[Stored items]
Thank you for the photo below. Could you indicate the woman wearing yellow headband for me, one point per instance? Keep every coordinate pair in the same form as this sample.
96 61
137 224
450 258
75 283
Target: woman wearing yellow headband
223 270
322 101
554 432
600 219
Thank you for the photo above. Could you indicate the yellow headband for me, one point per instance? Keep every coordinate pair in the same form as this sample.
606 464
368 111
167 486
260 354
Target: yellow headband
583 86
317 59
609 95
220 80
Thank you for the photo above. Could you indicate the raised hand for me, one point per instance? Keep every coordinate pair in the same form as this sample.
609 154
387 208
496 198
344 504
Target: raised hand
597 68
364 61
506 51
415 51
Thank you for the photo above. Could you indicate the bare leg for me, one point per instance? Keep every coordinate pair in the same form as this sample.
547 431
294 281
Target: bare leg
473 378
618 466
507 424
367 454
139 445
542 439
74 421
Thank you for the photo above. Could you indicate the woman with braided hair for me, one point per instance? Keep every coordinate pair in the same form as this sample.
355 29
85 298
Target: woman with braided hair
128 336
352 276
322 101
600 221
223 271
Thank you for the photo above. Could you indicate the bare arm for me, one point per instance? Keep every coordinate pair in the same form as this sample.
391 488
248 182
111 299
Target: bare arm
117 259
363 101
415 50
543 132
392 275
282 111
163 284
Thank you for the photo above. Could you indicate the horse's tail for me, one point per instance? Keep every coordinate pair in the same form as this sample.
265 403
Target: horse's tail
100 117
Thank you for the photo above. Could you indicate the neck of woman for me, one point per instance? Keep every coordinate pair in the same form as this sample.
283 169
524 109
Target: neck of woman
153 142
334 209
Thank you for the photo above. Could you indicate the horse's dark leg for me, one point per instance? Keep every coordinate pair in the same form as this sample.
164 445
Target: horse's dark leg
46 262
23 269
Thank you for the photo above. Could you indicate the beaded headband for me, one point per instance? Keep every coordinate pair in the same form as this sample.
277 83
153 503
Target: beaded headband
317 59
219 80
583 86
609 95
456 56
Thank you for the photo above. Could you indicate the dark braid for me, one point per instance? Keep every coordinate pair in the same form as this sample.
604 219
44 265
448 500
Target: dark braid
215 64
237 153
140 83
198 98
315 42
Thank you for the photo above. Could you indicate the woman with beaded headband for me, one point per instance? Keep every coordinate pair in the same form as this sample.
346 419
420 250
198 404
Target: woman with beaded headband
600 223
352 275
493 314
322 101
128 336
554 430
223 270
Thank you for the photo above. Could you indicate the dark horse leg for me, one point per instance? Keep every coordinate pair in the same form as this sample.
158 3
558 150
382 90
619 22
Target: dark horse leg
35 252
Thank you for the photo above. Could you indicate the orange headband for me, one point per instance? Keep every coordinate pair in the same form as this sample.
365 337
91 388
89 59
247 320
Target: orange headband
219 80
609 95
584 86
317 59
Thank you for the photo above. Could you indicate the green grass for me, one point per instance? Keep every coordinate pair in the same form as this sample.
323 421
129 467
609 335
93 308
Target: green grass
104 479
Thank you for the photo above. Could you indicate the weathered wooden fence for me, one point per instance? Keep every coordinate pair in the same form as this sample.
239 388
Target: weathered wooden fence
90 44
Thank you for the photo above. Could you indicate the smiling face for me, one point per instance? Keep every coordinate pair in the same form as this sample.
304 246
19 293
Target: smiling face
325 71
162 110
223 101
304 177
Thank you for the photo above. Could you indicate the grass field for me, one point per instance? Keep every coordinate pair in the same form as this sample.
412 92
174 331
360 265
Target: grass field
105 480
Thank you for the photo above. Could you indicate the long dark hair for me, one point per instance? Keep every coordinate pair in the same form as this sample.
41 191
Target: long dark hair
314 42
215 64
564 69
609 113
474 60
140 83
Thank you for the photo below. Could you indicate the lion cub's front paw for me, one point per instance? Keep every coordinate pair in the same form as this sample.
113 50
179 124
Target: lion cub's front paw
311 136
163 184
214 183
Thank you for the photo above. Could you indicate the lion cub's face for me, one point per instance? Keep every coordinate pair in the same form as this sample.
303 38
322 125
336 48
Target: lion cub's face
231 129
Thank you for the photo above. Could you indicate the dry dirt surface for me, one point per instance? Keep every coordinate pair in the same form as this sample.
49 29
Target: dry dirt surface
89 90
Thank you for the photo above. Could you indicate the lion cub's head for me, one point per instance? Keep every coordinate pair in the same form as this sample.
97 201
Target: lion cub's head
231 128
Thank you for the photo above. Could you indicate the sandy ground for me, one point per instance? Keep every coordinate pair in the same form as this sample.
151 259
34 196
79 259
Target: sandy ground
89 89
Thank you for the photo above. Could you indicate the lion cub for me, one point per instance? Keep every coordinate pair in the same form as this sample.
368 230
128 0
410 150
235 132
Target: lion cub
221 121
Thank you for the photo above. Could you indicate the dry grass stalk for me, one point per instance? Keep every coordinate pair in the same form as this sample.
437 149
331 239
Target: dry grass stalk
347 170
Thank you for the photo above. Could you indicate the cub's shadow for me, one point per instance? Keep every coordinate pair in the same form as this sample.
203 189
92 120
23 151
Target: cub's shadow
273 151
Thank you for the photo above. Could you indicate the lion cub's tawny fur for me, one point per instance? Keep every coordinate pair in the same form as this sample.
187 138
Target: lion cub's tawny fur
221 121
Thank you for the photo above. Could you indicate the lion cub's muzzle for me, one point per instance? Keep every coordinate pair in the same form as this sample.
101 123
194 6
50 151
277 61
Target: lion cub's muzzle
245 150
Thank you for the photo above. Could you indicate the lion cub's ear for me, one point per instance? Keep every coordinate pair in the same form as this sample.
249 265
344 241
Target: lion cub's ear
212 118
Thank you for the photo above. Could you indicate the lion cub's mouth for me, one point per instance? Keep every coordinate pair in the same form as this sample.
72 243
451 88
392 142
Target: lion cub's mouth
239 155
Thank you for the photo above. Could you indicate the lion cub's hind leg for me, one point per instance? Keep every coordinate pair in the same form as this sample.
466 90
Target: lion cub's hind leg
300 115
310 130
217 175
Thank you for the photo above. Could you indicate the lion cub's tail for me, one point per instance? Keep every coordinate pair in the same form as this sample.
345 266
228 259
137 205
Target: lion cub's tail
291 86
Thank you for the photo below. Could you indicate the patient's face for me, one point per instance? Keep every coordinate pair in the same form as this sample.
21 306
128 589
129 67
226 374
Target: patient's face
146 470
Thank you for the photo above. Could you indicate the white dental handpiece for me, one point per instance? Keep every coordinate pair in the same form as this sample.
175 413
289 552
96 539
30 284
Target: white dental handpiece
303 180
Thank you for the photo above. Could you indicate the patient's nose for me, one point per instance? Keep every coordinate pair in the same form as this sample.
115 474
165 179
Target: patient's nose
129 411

YOUR ASSIGNMENT:
Write the records out again so that each one matches the original exactly.

OUTPUT OF THE TASK:
Thank you for the photo below. Could you indicate the woman wearing yellow headband for me, one point per instance? Keep every coordinate pair in the same form as this sample.
96 61
137 224
450 258
75 283
Target: woman wearing yellow headband
223 270
322 101
554 432
600 219
Thank you for the photo above. Could you indicate the yellow headband for me, one point per instance? Keep every coordinate pair in the same form as this sample.
606 464
368 111
167 486
260 354
Target: yellow headband
583 86
317 59
609 95
220 80
Thank you for the photo above. Could you indicate the raised hand for me, one point per instance? Keep every coordinate pair in the same form as this sample.
609 154
387 208
496 198
344 504
Target: raised hand
597 68
364 61
506 51
415 51
Thank you for the photo above. Could you indicate the bare leg for me, one point per instance? Keep every coordinate pair in the same form as this sample.
547 431
294 281
Target: bare leg
473 378
618 466
507 424
367 454
139 445
542 439
74 421
Thank you for the photo above. Could you indicate the woman with braided hair for me, one point per instance? Keep every coordinate pair in the same form as this sample.
355 29
85 298
Target: woman with braided hair
128 336
352 276
322 101
600 221
223 271
Thank you for the photo above. Could you indicate the bare arm for me, one point per instance? Keep every coordinate pair in the same form as this sample.
391 488
248 182
111 299
Target: bare arm
117 259
363 101
415 50
543 132
392 275
282 111
163 284
Thank you for the photo above. Could you indicate the horse's tail for me, one point per instance? Keep every coordinate pair in the same form as this sample.
265 403
Target: horse's tail
100 117
Thank you for the photo above. Could you indicate the neck of woman for me, one point per instance? Keep every coordinate pair in the same form as this sample.
283 169
524 109
Target: neck of woman
153 142
334 209
Thank you for the photo above. Could you indicate the horse's dark leg for me, one point per instance? Keep every coordinate pair in the same form as this sample.
164 445
Target: horse's dark leg
46 262
23 269
Thank you for the photo above. Could you indicate the beaded headband for me, one point per instance? Keep every coordinate pair in the same form as this sample.
277 83
153 503
Target: beaded headband
317 59
219 80
583 86
609 95
456 56
Thank you for the photo above. Could you indicate the dark braid for me, one point per instance? Keep every coordinate pair in the same form as this sample.
604 219
44 265
448 500
Target: dark braid
215 64
237 153
140 83
198 98
315 42
Thank you for the photo above. Could you indicate the woman with beaded headband for me, one point per instance? Keep every coordinate pair in the same form as this sample.
346 419
420 250
198 404
Target: woman with beaded headband
600 223
352 275
493 314
322 101
128 336
554 430
223 270
Thank you for the photo above. Could you indicate the dark horse leg for me, one point per instance? Keep every coordinate pair in the same form as this sample.
158 3
558 150
382 90
619 22
Target: dark horse leg
35 252
Thank you for the photo above. Could you indicate the orange headband for me, one point per instance? Keep every coordinate pair in the same form as this sample.
365 337
91 388
89 59
247 320
Target: orange headband
219 80
609 95
584 86
317 59
Thank you for the photo above. Could you indicate the green grass for me, one point per instance? Keep every coordinate pair in the same form as this sample.
323 421
129 467
609 335
93 308
Target: green grass
104 479
Thank you for the photo above. Could you indicate the weathered wooden fence for me, one point per instance? Keep every coordinate pair in the same form as this sample.
239 388
Target: weathered wooden fence
90 44
Thank you for the photo above. Could you indicate the smiling face for me, one point per instance? Keep every coordinate pair in the same form as this sample.
304 246
19 293
Target: smiling face
325 71
162 110
223 101
304 177
Thank you for the photo above. Could you indicate the grass field for me, one point per instance? Keep every coordinate pair in the same form as this sample.
412 92
174 331
360 265
Target: grass field
105 480
Thank you for the photo above. Could you indicate the long dark hair for me, one point per instance? Keep every coordinate pair in the same form as this sample.
41 191
Target: long dark hair
314 42
215 64
564 69
609 113
474 60
140 83
Thank you for the photo below. Could you indicate the lion cub's front paw for me, one point per instance? Keep every coordinate pair in the same form as this sample.
113 50
179 124
Target: lion cub's front paw
311 136
163 184
214 183
Thank you for the photo above. Could you indicate the lion cub's face for me, one point per instance? Keep every coordinate pair in the same form as this sample.
303 38
322 125
336 48
Target: lion cub's face
231 129
Thank you for the photo above. Could you indicate the dry dirt surface for me, one point per instance? Keep every coordinate pair in the same form as this sample.
49 29
Target: dry dirt surface
89 90
Thank you for the photo above. Could you indicate the lion cub's head for me, one point per instance? Keep every coordinate pair in the same form as this sample.
97 201
Target: lion cub's head
231 128
Thank you for the photo above. Could you indicate the sandy ground for me, one point per instance? Keep every coordinate pair in the same form as this sample.
151 259
34 196
79 259
Target: sandy ground
89 89
Thank you for the photo above. Could you indicate the lion cub for me, one point per instance? Keep every coordinate pair in the same form as this sample.
368 230
128 0
410 150
235 132
Target: lion cub
221 121
Thank you for the photo above. Could you indicate the dry grass stalk for me, one point per instance? Keep every coordinate pair in the same form as this sample.
437 149
331 239
Target: dry grass stalk
347 170
Thank you for the photo above. Could you indicate the cub's shadow for me, one point per instance? Keep every coordinate pair in the same form as this sample.
203 189
92 120
23 151
Target: cub's shadow
273 151
Thank you for the photo above. Could you indicate the lion cub's tawny fur for me, one point per instance? Keep every coordinate pair in the same form as this sample.
187 138
Target: lion cub's tawny fur
221 121
Thank you for the photo above. Could you indicate the lion cub's muzzle for me, one point per instance? Keep every coordinate pair in the same form as this sample.
101 123
194 6
50 151
277 61
Target: lion cub's muzzle
245 150
Thank you for the photo above. Could you indicate the lion cub's ear for me, one point per instance? Keep every coordinate pair in the same form as this sample.
249 265
344 241
Target: lion cub's ear
212 118
Thank you for the photo above. Could you indicate the lion cub's mouth for me, one point per instance? Keep every coordinate pair in the same form as this sample.
72 243
451 88
392 142
Target: lion cub's mouth
239 155
Thank you for the photo above. Could you indicate the lion cub's hind leg for me, one point per instance? Keep every coordinate pair in the same form as this sample.
466 90
Target: lion cub's hind leg
300 115
310 130
217 175
Thank you for the photo above. Could you indicate the lion cub's tail for me, one point per instance? Keep every coordinate pair in the same form as this sample.
345 266
228 259
137 205
Target: lion cub's tail
291 86
Thank you for the photo below. Could you indicate the patient's face for me, one point per instance? Keep every coordinate pair in the same form as this sample.
21 306
128 589
129 67
226 374
Target: patient's face
146 470
Thank you for the photo above. Could you indicate the white dental handpiece for me, one point per instance? Keep every coordinate pair in the same form as this sample.
175 413
289 552
96 539
30 284
Target: white dental handpiece
303 180
Thank you for the photo above. Could you indicate the patient's nose for me, one point per instance? Keep every coordinate pair in the same form as this sample.
115 474
165 179
Target: patient's nose
129 411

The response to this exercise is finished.